→ WORK TO BE COMPLETED:
Reproduce each of the items below verbatim, line by line, without altering any character.

→ Bounding box annotation entries:
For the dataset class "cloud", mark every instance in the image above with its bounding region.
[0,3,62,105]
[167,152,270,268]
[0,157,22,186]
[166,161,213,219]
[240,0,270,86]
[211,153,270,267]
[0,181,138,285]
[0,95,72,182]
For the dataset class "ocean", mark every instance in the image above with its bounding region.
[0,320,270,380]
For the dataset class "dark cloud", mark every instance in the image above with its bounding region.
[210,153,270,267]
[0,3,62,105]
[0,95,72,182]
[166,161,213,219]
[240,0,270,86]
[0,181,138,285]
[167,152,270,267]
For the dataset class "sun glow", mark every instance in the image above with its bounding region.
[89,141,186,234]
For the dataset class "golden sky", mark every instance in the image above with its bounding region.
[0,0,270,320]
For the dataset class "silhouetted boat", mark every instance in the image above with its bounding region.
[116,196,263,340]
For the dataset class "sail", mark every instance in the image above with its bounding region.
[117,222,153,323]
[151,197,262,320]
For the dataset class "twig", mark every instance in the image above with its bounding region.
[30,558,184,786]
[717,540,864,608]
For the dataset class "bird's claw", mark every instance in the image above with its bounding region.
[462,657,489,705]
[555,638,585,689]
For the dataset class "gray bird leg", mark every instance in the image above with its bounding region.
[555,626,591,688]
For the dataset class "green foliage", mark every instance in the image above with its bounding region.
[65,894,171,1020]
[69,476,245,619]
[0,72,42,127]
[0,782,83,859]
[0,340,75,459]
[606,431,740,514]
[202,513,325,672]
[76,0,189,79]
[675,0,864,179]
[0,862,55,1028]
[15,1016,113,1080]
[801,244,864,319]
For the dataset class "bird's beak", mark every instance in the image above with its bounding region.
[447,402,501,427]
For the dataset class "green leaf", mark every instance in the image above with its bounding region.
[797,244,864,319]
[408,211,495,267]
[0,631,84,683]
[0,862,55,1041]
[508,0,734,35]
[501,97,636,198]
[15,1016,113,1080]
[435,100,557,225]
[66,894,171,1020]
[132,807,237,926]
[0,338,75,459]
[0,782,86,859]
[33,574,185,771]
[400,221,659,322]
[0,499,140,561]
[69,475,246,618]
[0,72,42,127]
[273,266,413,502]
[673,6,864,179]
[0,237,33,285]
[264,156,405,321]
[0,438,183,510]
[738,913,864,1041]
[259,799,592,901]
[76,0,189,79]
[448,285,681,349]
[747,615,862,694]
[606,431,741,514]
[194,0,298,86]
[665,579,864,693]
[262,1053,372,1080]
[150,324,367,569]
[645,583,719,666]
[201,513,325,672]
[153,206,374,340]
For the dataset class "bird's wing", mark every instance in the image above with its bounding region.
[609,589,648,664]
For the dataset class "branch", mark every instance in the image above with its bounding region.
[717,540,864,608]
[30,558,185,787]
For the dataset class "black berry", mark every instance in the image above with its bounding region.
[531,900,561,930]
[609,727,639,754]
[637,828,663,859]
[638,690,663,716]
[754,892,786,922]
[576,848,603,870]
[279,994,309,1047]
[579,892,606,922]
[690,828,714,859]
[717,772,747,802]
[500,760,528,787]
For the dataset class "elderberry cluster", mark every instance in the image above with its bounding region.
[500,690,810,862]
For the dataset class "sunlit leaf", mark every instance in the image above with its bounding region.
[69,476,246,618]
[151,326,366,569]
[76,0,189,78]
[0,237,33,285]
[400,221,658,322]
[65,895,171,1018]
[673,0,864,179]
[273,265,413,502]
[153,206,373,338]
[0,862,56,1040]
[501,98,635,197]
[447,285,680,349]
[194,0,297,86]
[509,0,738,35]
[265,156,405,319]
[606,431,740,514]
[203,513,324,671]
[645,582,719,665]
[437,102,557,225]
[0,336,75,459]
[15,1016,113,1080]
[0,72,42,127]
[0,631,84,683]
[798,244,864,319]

→ FULL ANSWER:
For the dataset class "cloud", mark every instance in the image above with its bounding region.
[0,3,62,105]
[167,152,270,268]
[0,157,22,186]
[166,161,213,219]
[240,0,270,86]
[211,153,270,267]
[0,181,138,285]
[0,95,72,182]
For the dataset class "ocean", mark every instance in the image above with its bounding region.
[0,320,270,380]
For the dataset class "dark cloud", mark every instance in the image above with its bounding region.
[210,153,270,267]
[0,3,62,105]
[0,95,72,182]
[166,161,213,219]
[240,0,270,86]
[0,181,138,285]
[167,152,270,267]
For the dataset class "sun glow", mark every instance in the image above with its bounding region.
[89,141,186,234]
For the dataset class "golden sky", mark every instance in the image above with its bounding region.
[0,0,270,320]
For the dataset class "silhouetted boat", mark every instance in the image above with its bounding region.
[116,196,263,340]
For the dataset class "sail", mark every instance in the image above with its bounding region.
[117,222,153,323]
[151,197,262,320]
For the dataset class "twig", mark every instance in the image above with its bounding region.
[30,558,184,786]
[717,540,864,608]
For the dataset class "bird's claw", mark every instance in the image above with its bounding region.
[462,657,489,705]
[555,638,585,689]
For the dataset class "gray bird leg", mark every instance in the image above with its bounding region.
[555,626,591,688]
For the dataset class "green foliage", mark every instance in the image above with its bounding region.
[65,894,171,1020]
[69,476,245,619]
[0,72,42,127]
[0,782,83,859]
[0,340,75,459]
[606,431,740,514]
[202,513,325,672]
[76,0,189,79]
[675,0,864,179]
[0,862,55,1028]
[15,1016,113,1080]
[801,244,864,319]
For the dataset class "bird's beak", mark every instance in the image above with its bounding region.
[447,402,501,427]
For the dataset class "green leaf", mark every instance in the image above with its bounding region.
[797,244,864,319]
[408,211,495,267]
[0,631,84,683]
[0,862,55,1041]
[508,0,734,35]
[501,97,636,198]
[15,1016,113,1080]
[435,100,557,225]
[66,894,171,1020]
[132,807,237,926]
[0,338,75,459]
[0,782,86,859]
[33,574,185,771]
[400,221,659,322]
[0,499,140,561]
[69,475,246,618]
[0,72,42,127]
[273,266,413,502]
[673,6,864,179]
[0,237,33,285]
[264,156,405,321]
[0,438,183,510]
[738,913,864,1041]
[259,799,592,901]
[76,0,189,79]
[448,285,681,349]
[747,615,862,694]
[606,431,741,514]
[194,0,298,86]
[665,579,864,693]
[262,1053,372,1080]
[150,324,367,569]
[645,583,719,666]
[201,513,325,672]
[153,206,374,340]
For the dataset class "bird's wing", mark every instance in the image above with its bounding region.
[609,589,648,664]
For the dataset class "branch", mark every instance in the image above with its bounding region.
[717,540,864,608]
[30,558,185,787]
For the dataset class "black berry", mark every instance in the image above with its bounding region.
[531,900,561,930]
[609,727,639,754]
[637,828,663,859]
[638,690,663,716]
[754,892,786,922]
[576,848,603,870]
[279,994,309,1047]
[579,892,606,922]
[690,828,714,859]
[717,772,747,802]
[500,760,528,787]
For the dataset class "elderberry cluster", mark every instance in the image above with its bounding region.
[500,690,810,862]
For the dataset class "sunlit leaf", mark every instance in the image above with its bounding region.
[69,476,246,618]
[151,326,366,569]
[76,0,189,78]
[0,237,33,285]
[400,221,658,322]
[65,895,171,1018]
[673,0,864,179]
[273,265,413,502]
[153,206,373,338]
[0,862,56,1040]
[501,98,635,197]
[447,285,680,349]
[194,0,297,86]
[509,0,738,35]
[265,156,405,319]
[606,431,740,514]
[203,513,324,671]
[645,582,719,665]
[437,102,557,225]
[0,336,75,459]
[15,1016,113,1080]
[0,72,42,127]
[0,631,84,683]
[798,244,864,319]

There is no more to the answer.